● **Request**
Swap "single point" for "single marker" in the records, starting at the line with "the man's fingers" and running through the end of the records. Write those lines out again with nothing else changed.

Stored records
'''

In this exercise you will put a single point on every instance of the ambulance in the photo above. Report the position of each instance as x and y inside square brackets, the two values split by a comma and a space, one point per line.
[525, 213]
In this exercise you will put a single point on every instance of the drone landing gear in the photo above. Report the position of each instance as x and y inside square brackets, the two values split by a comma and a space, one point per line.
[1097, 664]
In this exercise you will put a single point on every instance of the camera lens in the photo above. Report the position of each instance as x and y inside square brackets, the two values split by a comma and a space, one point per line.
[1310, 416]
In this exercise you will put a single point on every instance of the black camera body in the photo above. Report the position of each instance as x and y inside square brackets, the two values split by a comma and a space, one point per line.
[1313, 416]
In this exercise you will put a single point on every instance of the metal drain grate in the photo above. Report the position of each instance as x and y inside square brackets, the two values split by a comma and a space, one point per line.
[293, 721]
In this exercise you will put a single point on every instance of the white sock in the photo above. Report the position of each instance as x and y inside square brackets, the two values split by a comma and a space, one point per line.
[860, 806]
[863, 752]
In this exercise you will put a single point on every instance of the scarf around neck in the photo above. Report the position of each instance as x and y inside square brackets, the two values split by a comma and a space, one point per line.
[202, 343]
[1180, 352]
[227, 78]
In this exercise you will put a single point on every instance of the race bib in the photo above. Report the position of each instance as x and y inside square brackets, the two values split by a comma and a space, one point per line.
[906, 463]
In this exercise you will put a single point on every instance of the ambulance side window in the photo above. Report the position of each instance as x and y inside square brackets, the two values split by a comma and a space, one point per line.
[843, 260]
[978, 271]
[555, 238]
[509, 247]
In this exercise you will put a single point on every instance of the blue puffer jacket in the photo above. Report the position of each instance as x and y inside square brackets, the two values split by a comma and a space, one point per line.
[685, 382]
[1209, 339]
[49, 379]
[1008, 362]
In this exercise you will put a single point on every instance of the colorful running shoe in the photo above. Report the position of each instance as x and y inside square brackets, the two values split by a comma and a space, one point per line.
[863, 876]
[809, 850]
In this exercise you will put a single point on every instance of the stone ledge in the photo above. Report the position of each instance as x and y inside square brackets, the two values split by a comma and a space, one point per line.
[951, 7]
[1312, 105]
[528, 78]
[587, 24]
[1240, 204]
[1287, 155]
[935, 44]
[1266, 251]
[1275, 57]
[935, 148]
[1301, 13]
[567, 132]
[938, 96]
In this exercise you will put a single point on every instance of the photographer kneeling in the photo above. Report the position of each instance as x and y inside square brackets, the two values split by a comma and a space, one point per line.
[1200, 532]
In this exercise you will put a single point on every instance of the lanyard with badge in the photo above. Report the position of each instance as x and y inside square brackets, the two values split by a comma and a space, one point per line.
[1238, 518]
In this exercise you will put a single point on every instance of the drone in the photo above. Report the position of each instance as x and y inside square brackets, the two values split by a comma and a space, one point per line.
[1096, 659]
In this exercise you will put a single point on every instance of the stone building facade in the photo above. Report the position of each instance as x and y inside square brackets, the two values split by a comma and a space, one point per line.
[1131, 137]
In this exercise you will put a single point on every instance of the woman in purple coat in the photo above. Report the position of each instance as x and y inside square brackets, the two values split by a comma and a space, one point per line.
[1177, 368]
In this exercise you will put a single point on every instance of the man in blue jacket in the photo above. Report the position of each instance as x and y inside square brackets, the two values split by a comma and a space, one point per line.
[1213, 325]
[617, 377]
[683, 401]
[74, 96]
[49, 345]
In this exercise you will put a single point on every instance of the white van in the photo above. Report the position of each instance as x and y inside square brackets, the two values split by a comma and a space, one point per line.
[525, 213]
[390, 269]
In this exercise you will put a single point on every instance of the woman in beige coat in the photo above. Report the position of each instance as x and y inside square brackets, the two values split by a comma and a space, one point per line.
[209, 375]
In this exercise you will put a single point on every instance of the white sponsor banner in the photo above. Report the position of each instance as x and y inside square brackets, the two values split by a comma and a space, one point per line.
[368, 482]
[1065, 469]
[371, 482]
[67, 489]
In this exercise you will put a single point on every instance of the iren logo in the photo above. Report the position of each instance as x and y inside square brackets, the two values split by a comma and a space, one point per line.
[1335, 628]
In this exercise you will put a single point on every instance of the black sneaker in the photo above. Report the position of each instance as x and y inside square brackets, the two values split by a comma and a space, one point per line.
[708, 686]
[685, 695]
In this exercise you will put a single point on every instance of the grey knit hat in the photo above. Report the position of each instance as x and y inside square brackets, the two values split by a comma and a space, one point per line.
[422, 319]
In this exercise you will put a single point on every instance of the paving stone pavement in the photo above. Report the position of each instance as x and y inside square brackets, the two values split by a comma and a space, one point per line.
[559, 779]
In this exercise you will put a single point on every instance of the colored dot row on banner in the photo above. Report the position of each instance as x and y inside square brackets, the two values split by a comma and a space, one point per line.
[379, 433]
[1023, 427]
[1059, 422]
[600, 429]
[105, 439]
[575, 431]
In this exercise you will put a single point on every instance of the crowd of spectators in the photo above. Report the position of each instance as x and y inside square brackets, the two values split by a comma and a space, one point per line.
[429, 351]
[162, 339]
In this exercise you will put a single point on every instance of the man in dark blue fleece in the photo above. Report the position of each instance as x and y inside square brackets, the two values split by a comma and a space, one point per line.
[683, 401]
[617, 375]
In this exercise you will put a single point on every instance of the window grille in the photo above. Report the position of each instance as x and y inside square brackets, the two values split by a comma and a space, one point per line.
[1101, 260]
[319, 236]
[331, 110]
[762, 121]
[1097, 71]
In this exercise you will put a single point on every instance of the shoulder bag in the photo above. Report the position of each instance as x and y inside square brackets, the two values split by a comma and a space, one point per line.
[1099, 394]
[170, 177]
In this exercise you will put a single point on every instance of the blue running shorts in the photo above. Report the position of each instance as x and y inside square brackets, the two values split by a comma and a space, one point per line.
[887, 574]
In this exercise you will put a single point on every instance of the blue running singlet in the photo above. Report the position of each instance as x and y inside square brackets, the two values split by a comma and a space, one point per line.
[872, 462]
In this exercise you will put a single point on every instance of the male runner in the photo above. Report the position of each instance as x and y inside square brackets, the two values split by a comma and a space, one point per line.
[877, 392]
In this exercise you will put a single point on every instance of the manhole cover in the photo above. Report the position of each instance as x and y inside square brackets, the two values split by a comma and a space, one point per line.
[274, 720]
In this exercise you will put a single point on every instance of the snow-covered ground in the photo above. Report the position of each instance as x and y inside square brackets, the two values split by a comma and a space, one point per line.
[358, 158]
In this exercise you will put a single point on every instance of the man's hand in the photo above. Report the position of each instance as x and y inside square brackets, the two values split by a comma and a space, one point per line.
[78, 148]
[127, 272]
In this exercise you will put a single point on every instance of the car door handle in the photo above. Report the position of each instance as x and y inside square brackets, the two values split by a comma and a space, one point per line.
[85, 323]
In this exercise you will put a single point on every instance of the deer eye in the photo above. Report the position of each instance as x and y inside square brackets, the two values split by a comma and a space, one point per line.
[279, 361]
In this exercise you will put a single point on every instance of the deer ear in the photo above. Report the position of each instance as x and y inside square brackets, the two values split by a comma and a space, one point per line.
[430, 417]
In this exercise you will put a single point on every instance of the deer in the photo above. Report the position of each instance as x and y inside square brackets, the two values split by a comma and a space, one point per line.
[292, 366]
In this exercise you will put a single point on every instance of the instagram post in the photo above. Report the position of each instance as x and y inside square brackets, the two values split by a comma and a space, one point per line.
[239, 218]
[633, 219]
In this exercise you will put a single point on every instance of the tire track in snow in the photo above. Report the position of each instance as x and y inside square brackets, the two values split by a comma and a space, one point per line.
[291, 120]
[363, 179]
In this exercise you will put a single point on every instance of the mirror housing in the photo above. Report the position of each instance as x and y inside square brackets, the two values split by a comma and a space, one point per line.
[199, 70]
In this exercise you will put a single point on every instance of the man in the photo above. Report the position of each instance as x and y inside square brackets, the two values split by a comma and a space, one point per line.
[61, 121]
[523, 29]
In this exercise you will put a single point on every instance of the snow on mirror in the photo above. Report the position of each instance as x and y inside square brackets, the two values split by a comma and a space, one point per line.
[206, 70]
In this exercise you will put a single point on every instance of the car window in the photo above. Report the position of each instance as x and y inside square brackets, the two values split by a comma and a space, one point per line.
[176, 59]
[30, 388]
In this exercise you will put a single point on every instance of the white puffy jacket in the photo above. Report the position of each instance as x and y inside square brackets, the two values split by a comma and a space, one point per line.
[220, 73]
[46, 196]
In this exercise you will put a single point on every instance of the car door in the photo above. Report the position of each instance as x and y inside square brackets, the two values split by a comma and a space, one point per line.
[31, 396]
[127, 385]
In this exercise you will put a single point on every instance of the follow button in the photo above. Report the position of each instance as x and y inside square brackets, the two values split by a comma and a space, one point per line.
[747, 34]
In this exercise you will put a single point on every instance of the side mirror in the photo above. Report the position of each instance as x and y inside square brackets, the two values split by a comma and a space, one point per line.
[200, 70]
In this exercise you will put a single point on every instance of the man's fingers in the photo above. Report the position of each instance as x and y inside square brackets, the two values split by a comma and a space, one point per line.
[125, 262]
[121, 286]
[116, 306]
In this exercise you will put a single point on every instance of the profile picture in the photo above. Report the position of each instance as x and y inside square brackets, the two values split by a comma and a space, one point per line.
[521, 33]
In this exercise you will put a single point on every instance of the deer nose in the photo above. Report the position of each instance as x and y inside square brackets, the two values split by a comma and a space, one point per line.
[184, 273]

'''

● **Result of this task**
In this exercise you will put a single marker on every instance of the man's fingers in the photo above. Report the position of each instance as x and y inside square brackets, the two values split by a comma and a space, one point per line.
[125, 262]
[121, 286]
[116, 306]
In this exercise you will put a single marker on every instance of the profile picture in the photo above. Report the position of each instance as x and y inside square brackets, the two values split by a comma and a space, one point per line.
[521, 33]
In this exercise you will put a single marker on every instance of the deer nose in the photo above. Report the position of each instance as x and y inside square brackets, the two values split by a comma and a space, one point per line.
[184, 273]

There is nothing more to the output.